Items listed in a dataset

-- Opening Marker --

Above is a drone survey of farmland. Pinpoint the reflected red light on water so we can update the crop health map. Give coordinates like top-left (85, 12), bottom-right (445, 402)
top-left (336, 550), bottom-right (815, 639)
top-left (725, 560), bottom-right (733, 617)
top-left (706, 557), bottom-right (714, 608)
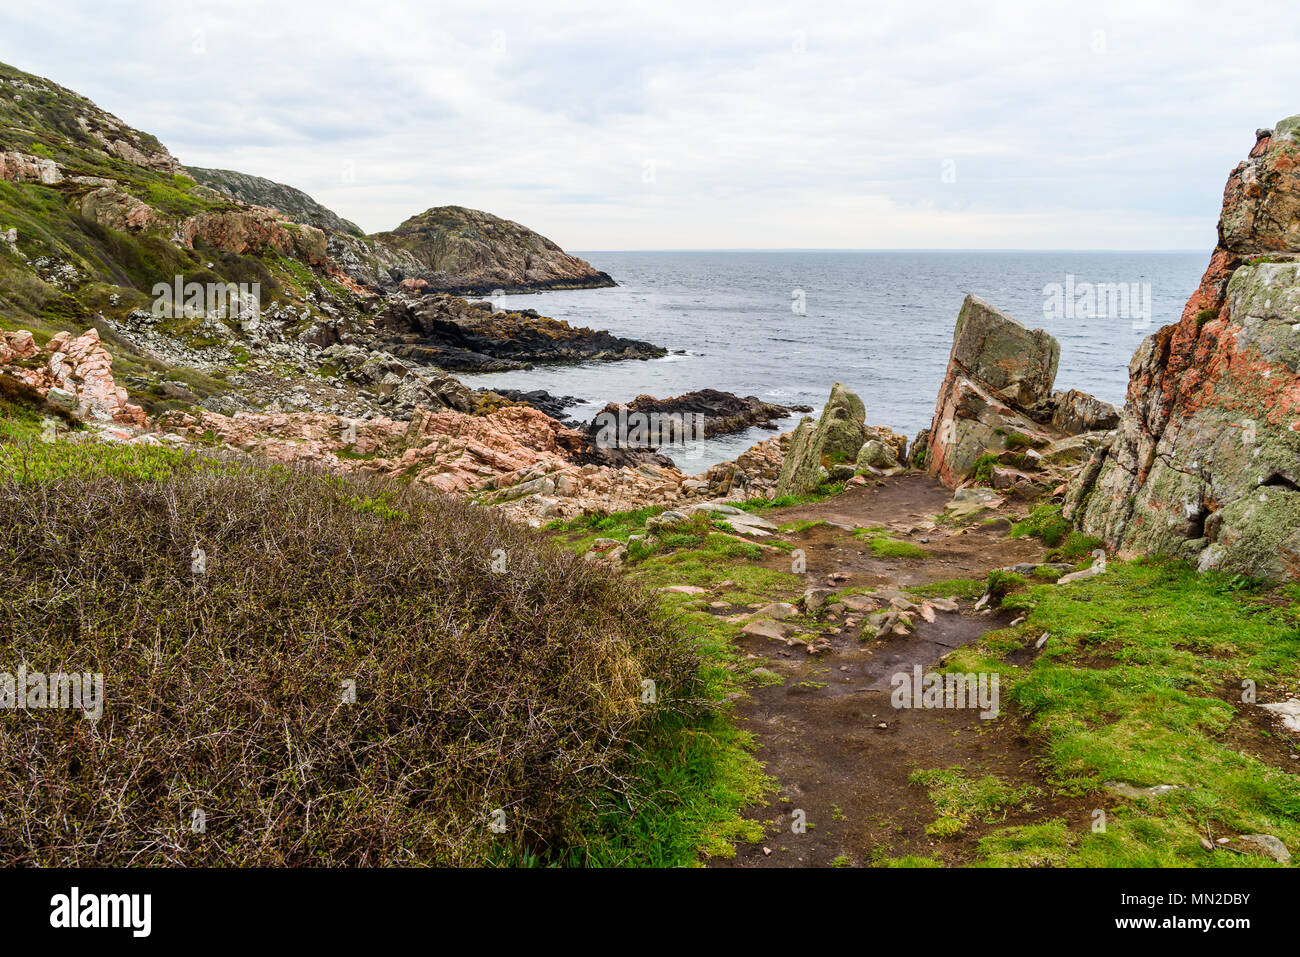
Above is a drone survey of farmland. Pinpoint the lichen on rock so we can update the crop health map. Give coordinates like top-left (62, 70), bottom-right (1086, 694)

-- Closing Marker --

- _Assignment_
The answer should be the records above, unchanged, with the pictures omitted.

- _Task output_
Above is a drone survey of farmland. Pinpoint the reflected red light on water so we can update the crop health map. Give coordinates like top-left (85, 12), bottom-right (445, 402)
top-left (336, 550), bottom-right (815, 639)
top-left (725, 560), bottom-right (733, 617)
top-left (706, 557), bottom-right (714, 608)
Above is a drone survey of farmland. Pinpoint the lichen on rock so we can update the crop health map. Give coordinates like top-left (62, 70), bottom-right (1086, 694)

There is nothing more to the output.